## MATERIAL ERKUNDEN:
(A) Auf wie viel Voltampere wurde laut dem Textabschnitt die höchste erlaubte Einspeiseleistung für Steckersolargeräte angehoben?
(B) Schreib aus dem Textabschnitt die Stelle Wort für Wort ab, die bei „Anwendung des Nullsteuersatzes“ anfängt und bei „Mai 2024 anzuwenden.“ aufhört.

## TEXTABSCHNITT:
* * *

Der AEAO zu § 31b, § 46, § 52, § 80 sowie § 165 wurde mit BMF-Schreiben vom 6. August 2024​ angepasst. Betreffend die Mitteilungen zur Bekämpfung der Geldwäsche und der Terrorismusfinanzierung wird in den AEAO neu aufgenommen, dass zu den in § 31b Abs. 1 AO genannten Fällen auch die Vorbereitung oder Durchführung einer richterlichen Einziehungsanordnung nach § 76a StGB, die im Zusammenhang mit Geldwäsche oder Terrorismusfinanzierung steht, zählt. Eine Offenbarung an die Strafverfolgungsbehörden sei in diesen Fällen zulässig. Zu § 46 AO zur Abtretung, Verpfändung oder Pfändung wird eine neue Nr. 8 ergänzt. Danach verpflichten Zahlungsanweisungen die Finanzbehörden nicht, an den Anweisungsempfänger zu zahlen. Eine Erstattung ist nur auf das eigene Konto des Steuerpflichtigen möglich. In den Ausführungen zu § 52 AO werden lediglich betragsmäßige Anpassungen vorgenommen. Zudem wird in den AEAO zu § 80 AO aufgenommen, dass ein Bevollmächtigter neben dem Empfang von Erstattungen und Vergütungen auch zur Aufrechnung berechtigt ist. Die Nummern 4 und 5 zum AEAO zu § 165 werden dahingehend ergänzt, dass ein Verfahren des einstweiligen Rechtsschutzes (Aussetzung der Vollziehung oder einstweilige Anordnung) für einen Vorläufigkeitsvermerk nach § 165 AO nicht ausreicht.
 

Anwendung des Nullsteuersatzes für Steckersolargeräte (§ 12 Abs. 3 UStG)

Mit Schreiben vom 15. August 2024 hat das BMF den Abschnitt 12.18 Abs. 7 Satz 3 UStAE geändert. Grund dafür ist, dass durch das Gesetz zur Änderung des Erneuerbare-Energien-Gesetzes und weiterer energiewirtschaftsrechtlicher Vorschriften zur Steigerung des Ausbaus photovoltaischer Energieerzeugung vom 8. Mai 2024​ mit Wirkung zum 16. Mai 2024 die zulässige maximale Einspeiseleistung für Steckersolargeräte von 600 auf 800 Voltampere angehoben wurde. Das BMF-Schreiben ist für alle Umsätze ab dem 16. Mai 2024 anzuwenden.

Informationen zur Wirtschafts-Identifikationsnummer (BZSt)

Am 12. August 2024 hat das BZSt Informationen zur Wirtschafts-Identifikationsnummer (W-IdNr.) sowie FAQs​ veröffentlicht. Ab November 2024 wird ohne Antragstellung jedem wirtschaftlich Tätigen durch das BZSt zur eindeutigen Identifizierung eine W-IdNr. zugeteilt. Diese dient als einheitliches und dauerhaftes Identifizierungsmerkmal, sodass elektronische Datenverarbeitungen registerübergreifend verbessert werden sollen. Das BZSt geht dabei in den veröffentlichten Informationen genauer auf den Aufbau sowie die Vergabe der W-IdNr. und auf die Abrenzung zu anderen Identifikationsnummern, wie z. B. der Steuernummer, USt-IdNr. oder bundeseinheitlichen Wirtschaftsnummer ein.

* * *

## DATENAUSZÜGE:
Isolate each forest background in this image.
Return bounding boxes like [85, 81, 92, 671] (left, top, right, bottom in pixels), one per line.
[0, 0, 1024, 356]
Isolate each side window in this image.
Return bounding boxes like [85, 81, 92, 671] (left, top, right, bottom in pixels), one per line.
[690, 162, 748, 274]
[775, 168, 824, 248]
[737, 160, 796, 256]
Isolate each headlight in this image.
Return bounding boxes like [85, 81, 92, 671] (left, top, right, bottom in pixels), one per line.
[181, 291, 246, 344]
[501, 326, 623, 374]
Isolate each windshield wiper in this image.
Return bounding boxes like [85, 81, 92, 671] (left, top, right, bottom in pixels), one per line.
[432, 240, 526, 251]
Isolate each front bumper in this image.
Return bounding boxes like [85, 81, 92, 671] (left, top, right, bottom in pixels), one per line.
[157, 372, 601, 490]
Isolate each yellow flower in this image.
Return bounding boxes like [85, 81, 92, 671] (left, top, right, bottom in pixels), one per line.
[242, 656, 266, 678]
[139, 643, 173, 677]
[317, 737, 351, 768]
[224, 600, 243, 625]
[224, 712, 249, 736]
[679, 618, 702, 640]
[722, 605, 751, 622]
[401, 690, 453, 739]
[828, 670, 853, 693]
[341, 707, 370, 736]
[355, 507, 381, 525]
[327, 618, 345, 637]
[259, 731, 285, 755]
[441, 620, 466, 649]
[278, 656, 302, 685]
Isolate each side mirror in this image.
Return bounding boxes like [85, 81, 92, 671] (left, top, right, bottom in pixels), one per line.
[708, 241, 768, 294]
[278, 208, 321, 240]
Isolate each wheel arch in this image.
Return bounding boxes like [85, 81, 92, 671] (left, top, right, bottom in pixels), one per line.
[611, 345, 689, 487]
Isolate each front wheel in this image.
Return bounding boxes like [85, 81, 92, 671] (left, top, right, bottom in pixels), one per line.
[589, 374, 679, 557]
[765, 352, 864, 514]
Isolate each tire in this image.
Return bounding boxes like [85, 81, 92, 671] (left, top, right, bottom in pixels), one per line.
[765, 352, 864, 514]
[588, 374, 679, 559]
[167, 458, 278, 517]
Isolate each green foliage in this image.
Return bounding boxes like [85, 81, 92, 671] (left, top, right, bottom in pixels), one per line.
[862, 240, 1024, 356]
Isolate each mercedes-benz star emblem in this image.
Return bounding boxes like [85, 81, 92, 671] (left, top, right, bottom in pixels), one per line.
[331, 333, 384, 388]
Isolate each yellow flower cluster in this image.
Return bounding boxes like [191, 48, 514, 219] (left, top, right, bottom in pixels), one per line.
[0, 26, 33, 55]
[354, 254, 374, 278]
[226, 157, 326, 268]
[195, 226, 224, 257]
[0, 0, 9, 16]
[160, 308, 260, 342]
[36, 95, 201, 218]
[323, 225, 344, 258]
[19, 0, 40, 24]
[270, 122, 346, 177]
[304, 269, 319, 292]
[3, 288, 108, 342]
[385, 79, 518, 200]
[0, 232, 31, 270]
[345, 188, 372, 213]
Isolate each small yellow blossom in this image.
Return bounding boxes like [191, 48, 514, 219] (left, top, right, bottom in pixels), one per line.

* * *

## LÖSUNGEN DER AUFGABEN:
(A) Auf 800 Voltampere.

(B)
Anwendung des Nullsteuersatzes für Steckersolargeräte (§ 12 Abs. 3 UStG)

Mit Schreiben vom 15. August 2024 hat das BMF den Abschnitt 12.18 Abs. 7 Satz 3 UStAE geändert. Grund dafür ist, dass durch das Gesetz zur Änderung des Erneuerbare-Energien-Gesetzes und weiterer energiewirtschaftsrechtlicher Vorschriften zur Steigerung des Ausbaus photovoltaischer Energieerzeugung vom 8. Mai 2024​ mit Wirkung zum 16. Mai 2024 die zulässige maximale Einspeiseleistung für Steckersolargeräte von 600 auf 800 Voltampere angehoben wurde. Das BMF-Schreiben ist für alle Umsätze ab dem 16. Mai 2024 anzuwenden.